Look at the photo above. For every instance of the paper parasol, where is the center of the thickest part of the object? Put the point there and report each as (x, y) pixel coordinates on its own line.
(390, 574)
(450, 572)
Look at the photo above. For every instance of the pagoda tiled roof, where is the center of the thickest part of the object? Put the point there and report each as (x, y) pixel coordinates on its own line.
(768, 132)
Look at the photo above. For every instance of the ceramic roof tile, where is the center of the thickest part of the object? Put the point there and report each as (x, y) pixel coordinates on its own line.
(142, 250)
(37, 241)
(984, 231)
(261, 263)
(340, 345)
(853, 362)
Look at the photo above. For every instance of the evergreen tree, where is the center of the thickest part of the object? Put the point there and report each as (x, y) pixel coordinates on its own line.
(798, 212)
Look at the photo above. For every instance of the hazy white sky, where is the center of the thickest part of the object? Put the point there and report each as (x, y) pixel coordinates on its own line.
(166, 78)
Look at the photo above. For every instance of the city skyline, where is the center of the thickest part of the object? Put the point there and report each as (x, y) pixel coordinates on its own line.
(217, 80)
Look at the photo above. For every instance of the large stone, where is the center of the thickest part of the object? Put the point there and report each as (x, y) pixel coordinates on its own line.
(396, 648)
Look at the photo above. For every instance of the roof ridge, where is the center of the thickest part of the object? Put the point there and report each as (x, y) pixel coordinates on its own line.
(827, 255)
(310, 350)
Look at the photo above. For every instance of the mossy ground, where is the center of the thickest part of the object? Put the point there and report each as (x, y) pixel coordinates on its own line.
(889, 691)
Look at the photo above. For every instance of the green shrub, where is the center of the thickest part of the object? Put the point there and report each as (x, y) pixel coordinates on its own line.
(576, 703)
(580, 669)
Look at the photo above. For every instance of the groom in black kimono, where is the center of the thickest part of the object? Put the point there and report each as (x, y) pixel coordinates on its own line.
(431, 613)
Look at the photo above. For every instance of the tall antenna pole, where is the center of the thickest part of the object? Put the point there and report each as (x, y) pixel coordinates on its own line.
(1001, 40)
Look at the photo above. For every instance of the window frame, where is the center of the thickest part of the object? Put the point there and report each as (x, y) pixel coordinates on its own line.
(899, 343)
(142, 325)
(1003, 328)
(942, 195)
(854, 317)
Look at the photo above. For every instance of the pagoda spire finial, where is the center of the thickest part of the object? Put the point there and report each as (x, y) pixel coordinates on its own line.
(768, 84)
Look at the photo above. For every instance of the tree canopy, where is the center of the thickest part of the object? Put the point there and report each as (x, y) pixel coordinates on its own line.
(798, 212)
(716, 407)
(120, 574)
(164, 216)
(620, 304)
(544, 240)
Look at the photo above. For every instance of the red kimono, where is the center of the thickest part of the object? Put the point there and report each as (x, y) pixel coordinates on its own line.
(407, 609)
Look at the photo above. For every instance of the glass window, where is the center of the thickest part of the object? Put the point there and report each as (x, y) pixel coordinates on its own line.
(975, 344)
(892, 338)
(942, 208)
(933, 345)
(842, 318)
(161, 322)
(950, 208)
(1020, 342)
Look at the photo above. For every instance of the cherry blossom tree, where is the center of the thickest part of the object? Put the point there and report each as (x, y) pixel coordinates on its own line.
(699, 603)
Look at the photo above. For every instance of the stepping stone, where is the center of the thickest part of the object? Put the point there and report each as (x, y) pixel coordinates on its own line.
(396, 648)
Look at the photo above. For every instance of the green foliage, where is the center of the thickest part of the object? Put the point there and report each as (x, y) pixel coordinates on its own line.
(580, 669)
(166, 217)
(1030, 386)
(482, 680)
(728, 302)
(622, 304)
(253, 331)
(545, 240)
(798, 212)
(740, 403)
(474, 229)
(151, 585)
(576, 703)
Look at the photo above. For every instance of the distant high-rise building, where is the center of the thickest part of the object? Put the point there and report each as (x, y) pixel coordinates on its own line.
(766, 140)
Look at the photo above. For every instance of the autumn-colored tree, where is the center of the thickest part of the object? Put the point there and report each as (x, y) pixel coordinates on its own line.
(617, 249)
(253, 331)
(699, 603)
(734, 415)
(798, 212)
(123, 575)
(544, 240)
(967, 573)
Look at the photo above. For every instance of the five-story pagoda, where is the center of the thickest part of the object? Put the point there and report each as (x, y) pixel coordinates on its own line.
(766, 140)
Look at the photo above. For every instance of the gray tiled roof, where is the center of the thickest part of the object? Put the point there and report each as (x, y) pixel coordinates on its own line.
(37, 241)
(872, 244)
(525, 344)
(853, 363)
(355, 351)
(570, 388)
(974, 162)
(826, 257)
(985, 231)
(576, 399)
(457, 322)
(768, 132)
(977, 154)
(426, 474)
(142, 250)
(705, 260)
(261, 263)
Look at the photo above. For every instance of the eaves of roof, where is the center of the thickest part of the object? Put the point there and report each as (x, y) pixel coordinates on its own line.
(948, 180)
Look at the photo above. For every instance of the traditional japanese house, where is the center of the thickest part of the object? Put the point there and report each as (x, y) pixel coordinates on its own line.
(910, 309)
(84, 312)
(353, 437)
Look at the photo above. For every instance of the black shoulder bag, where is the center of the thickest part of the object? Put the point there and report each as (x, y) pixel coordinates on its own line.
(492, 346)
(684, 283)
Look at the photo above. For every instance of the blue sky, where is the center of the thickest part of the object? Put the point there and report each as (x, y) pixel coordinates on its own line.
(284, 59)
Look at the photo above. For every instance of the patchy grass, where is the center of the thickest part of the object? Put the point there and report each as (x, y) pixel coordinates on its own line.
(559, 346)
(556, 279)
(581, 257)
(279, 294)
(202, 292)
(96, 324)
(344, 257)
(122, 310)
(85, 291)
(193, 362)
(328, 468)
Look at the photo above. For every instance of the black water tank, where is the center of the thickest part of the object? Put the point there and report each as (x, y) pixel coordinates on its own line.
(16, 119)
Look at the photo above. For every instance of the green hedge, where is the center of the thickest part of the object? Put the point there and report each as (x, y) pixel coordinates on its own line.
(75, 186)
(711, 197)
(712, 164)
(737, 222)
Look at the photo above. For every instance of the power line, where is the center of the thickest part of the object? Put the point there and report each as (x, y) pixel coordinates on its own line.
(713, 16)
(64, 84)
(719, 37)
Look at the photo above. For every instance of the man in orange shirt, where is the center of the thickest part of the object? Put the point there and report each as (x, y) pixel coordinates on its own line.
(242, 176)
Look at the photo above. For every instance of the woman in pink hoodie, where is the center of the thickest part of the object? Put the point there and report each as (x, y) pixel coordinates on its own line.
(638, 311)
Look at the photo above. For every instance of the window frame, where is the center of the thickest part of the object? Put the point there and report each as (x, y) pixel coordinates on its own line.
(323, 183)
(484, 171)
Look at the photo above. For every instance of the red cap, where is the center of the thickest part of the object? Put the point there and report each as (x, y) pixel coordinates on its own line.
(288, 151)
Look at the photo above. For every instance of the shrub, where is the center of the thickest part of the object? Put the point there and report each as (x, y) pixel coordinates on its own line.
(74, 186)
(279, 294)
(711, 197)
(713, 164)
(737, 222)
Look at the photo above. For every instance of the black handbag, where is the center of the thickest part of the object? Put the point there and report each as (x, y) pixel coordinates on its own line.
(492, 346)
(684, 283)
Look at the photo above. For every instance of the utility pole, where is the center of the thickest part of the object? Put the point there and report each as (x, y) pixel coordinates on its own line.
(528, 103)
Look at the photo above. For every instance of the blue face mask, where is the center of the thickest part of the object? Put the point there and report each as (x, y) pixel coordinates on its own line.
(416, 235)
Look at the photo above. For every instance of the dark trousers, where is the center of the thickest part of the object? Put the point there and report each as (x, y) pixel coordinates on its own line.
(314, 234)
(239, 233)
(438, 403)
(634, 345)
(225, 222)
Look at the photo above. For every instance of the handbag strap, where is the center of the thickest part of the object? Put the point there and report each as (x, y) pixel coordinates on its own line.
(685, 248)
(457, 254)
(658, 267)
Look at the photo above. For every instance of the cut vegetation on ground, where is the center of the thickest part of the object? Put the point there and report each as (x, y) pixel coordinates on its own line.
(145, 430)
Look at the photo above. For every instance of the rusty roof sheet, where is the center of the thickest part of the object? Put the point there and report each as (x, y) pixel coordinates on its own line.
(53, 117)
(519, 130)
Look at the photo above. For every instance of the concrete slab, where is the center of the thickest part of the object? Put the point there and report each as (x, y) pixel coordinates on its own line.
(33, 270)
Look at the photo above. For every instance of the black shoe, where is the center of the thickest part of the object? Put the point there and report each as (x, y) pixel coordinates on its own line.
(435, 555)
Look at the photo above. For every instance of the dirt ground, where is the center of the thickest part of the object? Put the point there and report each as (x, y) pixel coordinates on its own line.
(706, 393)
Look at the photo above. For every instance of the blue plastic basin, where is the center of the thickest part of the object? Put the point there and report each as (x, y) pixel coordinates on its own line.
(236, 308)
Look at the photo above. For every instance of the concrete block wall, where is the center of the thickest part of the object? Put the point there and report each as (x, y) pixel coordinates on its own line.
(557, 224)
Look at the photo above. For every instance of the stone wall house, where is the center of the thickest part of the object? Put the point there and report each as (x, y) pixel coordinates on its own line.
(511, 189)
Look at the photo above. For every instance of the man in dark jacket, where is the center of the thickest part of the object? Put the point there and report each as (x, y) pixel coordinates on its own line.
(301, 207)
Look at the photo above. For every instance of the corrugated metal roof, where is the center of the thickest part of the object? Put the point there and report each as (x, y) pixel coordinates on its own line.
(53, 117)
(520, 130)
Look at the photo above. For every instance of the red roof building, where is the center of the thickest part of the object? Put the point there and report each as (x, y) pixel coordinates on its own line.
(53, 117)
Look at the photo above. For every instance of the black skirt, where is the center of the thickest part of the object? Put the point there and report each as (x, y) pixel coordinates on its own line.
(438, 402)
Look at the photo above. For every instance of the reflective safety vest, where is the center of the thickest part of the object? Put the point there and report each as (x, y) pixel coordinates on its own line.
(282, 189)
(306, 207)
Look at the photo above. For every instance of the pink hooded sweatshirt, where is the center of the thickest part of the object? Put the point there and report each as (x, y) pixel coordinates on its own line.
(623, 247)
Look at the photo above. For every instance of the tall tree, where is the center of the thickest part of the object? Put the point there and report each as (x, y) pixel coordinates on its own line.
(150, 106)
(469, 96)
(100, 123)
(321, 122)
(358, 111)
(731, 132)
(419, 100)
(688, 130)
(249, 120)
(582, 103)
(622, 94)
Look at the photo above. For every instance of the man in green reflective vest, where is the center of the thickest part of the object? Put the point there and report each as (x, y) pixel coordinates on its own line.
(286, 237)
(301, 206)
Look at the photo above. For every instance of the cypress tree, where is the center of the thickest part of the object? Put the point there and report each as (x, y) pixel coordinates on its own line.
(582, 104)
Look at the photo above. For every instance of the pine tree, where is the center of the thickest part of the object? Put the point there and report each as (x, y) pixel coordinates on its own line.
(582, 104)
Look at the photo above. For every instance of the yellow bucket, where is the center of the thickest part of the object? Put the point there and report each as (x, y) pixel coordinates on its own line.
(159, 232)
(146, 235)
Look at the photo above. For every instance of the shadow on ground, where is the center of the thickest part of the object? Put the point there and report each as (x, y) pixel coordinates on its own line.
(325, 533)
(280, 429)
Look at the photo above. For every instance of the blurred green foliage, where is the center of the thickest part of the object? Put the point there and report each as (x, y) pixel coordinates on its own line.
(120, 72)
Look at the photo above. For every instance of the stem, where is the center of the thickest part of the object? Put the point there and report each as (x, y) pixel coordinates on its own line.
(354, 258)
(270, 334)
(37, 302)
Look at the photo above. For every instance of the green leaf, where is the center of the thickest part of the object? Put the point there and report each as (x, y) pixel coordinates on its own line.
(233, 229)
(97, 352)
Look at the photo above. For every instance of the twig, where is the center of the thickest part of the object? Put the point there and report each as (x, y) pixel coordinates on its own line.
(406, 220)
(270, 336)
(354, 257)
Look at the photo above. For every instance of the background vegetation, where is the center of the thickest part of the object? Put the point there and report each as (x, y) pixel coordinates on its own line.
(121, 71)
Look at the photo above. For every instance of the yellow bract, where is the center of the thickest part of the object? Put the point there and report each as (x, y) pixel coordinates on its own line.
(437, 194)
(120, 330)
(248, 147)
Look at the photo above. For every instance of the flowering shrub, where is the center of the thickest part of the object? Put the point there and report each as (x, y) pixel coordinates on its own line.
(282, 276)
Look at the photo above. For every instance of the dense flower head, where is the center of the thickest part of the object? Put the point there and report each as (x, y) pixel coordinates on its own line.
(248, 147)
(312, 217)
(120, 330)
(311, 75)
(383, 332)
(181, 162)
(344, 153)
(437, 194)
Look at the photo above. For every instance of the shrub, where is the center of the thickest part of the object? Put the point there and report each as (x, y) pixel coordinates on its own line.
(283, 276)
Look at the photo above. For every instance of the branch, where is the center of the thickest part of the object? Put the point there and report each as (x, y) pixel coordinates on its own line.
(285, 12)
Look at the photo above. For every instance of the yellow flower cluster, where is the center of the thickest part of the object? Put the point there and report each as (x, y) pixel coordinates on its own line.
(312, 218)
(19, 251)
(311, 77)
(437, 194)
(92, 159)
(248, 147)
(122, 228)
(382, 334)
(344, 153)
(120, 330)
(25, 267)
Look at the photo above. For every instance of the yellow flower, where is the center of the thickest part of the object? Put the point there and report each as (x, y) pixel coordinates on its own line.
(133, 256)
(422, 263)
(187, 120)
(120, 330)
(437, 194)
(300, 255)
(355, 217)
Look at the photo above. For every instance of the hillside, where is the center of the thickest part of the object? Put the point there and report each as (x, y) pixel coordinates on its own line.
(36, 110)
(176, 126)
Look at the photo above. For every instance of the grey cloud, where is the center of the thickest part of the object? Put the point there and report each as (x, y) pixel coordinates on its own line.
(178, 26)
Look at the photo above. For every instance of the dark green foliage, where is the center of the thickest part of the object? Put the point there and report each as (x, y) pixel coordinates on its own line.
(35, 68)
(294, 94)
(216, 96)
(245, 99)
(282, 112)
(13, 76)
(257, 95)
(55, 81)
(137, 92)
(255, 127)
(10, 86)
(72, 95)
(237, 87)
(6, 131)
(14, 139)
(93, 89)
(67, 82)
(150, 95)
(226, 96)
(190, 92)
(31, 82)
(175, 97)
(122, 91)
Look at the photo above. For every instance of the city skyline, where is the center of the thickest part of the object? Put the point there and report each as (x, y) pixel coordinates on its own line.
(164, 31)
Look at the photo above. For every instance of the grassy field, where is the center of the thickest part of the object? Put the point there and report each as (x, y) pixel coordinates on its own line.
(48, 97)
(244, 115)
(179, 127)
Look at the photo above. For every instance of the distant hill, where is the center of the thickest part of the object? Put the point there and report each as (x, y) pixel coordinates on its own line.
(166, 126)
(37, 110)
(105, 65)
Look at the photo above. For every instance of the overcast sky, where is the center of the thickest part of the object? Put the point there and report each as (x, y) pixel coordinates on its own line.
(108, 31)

***

▶ What to produce
Look above for the line containing "yellow flower, where", then transcribe it and all lines after it through the last, exactly and with nothing else.

▶ Exercise response
Look at the photo above. For every instance of the yellow flower, where is the center of the thickest part of the object? Put the point there and report each as (x, y) pixel coordinates on its own line.
(133, 256)
(422, 263)
(187, 120)
(120, 330)
(437, 194)
(300, 255)
(355, 217)
Look at the photo above. For every instance of the hillside, where is the center of the thickest part of the object? Put the point there and report each as (x, y) pixel coordinates on its own line.
(36, 110)
(176, 126)
Look at the photo above. For every instance of the grey cloud, where is the center of the thickest part of the object? Put the point there and report each as (x, y) pixel coordinates on its own line.
(178, 26)
Look at the photo above. For every instance of the dark green foliage, where is the center of the thickest part of the object? Put the point there and report each as (x, y) pixel coordinates on its own line.
(35, 68)
(294, 94)
(216, 96)
(245, 99)
(282, 112)
(13, 76)
(257, 95)
(55, 81)
(137, 92)
(255, 127)
(10, 86)
(72, 95)
(237, 87)
(6, 131)
(14, 139)
(93, 89)
(67, 82)
(150, 95)
(226, 96)
(190, 92)
(31, 82)
(175, 97)
(122, 91)
Look at the photo above. For every instance of the city skyline, where is the center of the thickest part of the object? Put the point there and report each as (x, y) pixel coordinates on its own line.
(164, 31)
Look at the photo above. For every instance of the grassy field, where is the center of the thickest part of the object? Put the point there and report each as (x, y) pixel coordinates on its own line.
(48, 97)
(244, 115)
(179, 127)
Look at the photo above. For every instance of the distant hill, where is the center of the thickest part of the object? Put the point there and report each as (x, y) pixel coordinates on its own line.
(166, 126)
(37, 110)
(105, 65)
Look at the photo above. For every instance of the overcast sky, where is the center of the thickest part of the object? Put the point there and report each as (x, y) pixel coordinates on its own line.
(108, 31)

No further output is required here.